Mais d'un autre côté il se refuse, comme j'essaierai de le montrer, à imiter envers Aristophane l'injustice aveugle de ce dernier envers Socrate ; il tient à rester équitable dans sa sévérité. Platon exècre Aristophane, et pourtant il a conscience de la parenté qui existe entre leurs deux génies ; il le juge dévoyé et malfaisant, mais il sent en lui ce don prodigieux, qu'il possède lui-même, d'unir le badinage de l'expression au sérieux de la pensée, de marier la poésie la plus délicate ou la plus émouvante, non sans doute comme lui à la verve bouffonne, mais aux plus profondes spéculations. Rien n'atteste mieux d'ailleurs chez Platon une pénétrante intelligence de la manière d'Aristophane que le discours qu'il a mis dans sa bouche : c'est un chef-d'oeuvre et, véritablement, le scénario d'une comédie féerique dans le genre de ce que sont les Oiseaux.

Travail demandé: Pour chacune des affirmations suivantes, dites si elle concorde avec l'extrait sur Platon et Aristophane, en répondant par oui ou non et en citant entre guillemets les mots décisifs du texte : (a) Platon traite Aristophane avec la même injustice aveugle qu'Aristophane envers Socrate ; (b) Platon a conscience d'une parenté entre son génie et celui d'Aristophane ; (c) le discours que Platon prête à Aristophane est rapproché d'une comédie comme les Oiseaux. Les données qui suivent forment un matériau indépendant de l'extrait.

Données de boîtes étiquetées:

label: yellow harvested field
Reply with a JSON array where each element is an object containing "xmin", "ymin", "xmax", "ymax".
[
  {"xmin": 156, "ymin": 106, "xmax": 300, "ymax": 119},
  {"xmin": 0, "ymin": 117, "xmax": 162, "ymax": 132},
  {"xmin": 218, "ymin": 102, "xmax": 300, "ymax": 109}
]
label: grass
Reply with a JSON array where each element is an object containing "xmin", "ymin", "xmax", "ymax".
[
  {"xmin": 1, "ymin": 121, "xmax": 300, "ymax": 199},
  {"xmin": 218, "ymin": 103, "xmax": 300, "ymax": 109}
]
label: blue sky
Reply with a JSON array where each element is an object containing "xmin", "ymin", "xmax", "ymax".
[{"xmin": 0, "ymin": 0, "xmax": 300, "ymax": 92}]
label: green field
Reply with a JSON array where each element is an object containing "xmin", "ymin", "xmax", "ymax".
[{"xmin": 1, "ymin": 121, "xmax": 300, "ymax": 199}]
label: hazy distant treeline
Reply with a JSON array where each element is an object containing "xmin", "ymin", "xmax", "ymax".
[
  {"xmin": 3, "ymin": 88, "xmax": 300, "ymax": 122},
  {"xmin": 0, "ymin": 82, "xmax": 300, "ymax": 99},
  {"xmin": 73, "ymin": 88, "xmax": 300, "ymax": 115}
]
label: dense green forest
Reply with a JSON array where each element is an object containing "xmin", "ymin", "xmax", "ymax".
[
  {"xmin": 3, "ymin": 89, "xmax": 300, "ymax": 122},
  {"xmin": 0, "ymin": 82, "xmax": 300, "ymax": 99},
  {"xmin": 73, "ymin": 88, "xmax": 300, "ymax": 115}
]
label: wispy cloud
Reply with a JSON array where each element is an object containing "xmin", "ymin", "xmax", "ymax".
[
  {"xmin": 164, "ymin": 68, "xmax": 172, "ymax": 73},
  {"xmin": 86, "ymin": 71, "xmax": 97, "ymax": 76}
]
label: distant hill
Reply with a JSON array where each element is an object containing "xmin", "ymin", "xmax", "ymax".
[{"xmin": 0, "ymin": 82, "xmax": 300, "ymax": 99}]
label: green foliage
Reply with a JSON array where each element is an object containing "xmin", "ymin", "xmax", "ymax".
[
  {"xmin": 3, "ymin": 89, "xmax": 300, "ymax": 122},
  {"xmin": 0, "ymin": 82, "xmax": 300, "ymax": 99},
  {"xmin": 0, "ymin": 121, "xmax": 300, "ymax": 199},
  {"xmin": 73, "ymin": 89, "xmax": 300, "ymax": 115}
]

--

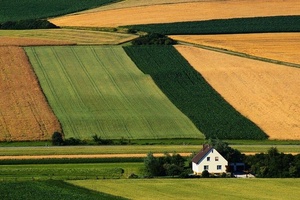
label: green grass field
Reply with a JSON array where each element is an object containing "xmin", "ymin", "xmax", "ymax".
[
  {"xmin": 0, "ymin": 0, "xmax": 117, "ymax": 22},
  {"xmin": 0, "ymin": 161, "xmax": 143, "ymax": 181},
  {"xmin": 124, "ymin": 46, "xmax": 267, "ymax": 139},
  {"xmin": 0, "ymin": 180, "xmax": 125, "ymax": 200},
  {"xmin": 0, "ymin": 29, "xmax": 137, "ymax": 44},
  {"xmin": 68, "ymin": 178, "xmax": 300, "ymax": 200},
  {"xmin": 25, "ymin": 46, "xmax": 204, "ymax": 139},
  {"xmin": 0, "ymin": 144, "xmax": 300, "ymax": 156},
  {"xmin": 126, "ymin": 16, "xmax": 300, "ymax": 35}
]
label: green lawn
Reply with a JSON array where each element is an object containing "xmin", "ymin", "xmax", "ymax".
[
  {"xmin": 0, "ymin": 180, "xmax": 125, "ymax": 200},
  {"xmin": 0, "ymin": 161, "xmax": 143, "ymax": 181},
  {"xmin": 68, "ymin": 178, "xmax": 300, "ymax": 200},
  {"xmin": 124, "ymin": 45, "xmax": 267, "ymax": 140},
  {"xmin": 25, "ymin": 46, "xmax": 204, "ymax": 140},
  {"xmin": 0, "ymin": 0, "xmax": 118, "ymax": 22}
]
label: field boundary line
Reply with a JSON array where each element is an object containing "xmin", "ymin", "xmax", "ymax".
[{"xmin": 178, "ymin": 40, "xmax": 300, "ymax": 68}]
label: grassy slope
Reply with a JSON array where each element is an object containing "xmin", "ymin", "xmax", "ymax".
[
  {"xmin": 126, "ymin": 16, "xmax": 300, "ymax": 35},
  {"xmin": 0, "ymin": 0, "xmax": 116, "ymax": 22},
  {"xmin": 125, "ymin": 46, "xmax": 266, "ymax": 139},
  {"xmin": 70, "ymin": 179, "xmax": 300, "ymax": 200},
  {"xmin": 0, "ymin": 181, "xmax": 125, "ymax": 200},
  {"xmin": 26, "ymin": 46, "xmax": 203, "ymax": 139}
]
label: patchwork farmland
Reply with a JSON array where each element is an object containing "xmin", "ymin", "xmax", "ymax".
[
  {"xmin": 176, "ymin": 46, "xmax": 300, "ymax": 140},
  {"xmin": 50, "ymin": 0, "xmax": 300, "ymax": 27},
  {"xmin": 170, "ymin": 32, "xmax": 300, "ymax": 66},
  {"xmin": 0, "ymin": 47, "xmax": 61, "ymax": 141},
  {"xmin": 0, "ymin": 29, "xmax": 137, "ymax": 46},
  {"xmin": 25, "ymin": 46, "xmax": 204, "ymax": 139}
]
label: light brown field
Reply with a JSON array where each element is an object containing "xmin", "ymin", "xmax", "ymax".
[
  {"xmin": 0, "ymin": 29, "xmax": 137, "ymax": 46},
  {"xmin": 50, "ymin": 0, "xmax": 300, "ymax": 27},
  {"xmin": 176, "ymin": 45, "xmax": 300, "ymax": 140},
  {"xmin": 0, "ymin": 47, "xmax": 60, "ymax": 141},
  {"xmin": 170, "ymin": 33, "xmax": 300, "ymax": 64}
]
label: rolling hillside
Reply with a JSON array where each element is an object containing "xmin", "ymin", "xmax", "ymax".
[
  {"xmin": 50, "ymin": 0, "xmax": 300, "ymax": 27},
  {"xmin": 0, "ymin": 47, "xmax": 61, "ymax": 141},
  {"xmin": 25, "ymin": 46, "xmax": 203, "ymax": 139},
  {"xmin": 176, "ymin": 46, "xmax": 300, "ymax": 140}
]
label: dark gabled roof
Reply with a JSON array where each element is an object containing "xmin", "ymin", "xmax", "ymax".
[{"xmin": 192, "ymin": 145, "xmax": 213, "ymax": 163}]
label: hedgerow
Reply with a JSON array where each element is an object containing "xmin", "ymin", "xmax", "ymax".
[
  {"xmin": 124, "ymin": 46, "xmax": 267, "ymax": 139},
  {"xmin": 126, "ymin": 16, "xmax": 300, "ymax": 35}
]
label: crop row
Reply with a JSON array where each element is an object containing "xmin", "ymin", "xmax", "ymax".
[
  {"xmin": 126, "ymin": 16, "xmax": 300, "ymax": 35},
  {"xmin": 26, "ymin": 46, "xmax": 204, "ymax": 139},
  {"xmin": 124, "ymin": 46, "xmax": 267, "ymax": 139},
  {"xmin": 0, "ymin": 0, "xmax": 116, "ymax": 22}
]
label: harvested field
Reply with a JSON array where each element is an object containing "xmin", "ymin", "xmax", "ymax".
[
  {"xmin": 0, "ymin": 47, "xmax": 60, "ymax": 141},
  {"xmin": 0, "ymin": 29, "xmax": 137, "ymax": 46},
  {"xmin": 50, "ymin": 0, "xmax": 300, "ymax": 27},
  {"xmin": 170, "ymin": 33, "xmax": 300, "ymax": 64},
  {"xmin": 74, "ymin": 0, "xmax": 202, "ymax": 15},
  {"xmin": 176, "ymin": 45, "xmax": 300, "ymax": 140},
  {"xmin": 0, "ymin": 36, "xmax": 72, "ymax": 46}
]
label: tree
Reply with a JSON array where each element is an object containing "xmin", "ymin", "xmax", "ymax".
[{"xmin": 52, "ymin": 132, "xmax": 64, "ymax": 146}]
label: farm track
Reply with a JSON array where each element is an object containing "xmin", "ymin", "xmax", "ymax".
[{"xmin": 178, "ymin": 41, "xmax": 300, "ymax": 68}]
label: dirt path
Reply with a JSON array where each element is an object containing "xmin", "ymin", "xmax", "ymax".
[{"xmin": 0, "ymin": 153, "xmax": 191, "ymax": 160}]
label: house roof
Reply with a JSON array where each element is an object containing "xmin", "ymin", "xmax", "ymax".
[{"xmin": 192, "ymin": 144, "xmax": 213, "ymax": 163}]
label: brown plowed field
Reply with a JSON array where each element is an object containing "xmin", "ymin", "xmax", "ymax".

---

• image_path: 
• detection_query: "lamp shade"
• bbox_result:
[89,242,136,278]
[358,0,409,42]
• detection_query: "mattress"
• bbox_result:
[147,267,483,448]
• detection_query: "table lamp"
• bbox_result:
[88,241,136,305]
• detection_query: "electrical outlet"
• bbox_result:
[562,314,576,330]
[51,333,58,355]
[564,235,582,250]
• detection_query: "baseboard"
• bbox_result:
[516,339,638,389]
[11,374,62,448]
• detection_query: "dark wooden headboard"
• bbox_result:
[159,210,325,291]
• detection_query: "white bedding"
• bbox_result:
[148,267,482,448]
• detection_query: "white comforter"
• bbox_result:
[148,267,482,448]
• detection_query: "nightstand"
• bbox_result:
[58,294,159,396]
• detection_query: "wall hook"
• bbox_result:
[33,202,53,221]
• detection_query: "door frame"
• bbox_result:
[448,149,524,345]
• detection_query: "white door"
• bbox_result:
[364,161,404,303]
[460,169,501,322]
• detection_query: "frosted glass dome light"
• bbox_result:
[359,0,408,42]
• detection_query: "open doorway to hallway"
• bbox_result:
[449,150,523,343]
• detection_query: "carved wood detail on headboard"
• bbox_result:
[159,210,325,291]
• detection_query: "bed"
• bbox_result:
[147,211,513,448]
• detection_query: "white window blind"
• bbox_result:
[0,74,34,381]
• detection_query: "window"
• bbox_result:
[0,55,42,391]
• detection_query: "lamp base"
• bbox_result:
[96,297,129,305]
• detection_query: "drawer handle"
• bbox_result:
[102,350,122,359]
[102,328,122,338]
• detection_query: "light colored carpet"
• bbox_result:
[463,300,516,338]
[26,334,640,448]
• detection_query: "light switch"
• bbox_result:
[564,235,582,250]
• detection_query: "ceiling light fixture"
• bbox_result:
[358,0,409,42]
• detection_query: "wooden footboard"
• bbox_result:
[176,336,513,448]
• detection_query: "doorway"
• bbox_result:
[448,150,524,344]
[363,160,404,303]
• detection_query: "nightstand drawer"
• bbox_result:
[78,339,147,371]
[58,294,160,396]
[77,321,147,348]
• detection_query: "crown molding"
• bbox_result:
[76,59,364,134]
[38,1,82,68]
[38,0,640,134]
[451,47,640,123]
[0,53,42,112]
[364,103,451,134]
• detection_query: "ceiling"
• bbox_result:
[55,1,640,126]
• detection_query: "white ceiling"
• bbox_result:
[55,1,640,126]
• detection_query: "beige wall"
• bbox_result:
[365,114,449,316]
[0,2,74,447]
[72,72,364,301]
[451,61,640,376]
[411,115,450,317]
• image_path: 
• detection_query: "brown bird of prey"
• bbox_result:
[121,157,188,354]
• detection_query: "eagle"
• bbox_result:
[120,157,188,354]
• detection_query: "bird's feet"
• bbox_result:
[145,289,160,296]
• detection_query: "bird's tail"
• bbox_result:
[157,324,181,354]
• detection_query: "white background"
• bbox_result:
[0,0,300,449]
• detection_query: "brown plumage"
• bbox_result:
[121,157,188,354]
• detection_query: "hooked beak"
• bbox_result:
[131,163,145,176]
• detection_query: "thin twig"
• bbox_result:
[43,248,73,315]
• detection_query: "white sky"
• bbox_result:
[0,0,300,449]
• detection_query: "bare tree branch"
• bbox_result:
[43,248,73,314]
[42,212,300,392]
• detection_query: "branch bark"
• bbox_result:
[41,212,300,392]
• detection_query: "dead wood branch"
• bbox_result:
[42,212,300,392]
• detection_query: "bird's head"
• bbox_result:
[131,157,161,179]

Corrigé:
(a) Non : « il se refuse, comme j'essaierai de le montrer, à imiter envers Aristophane l'injustice aveugle de ce dernier envers Socrate ».
(b) Oui : « il a conscience de la parenté qui existe entre leurs deux génies ».
(c) Oui : « le scénario d'une comédie féerique dans le genre de ce que sont les Oiseaux ».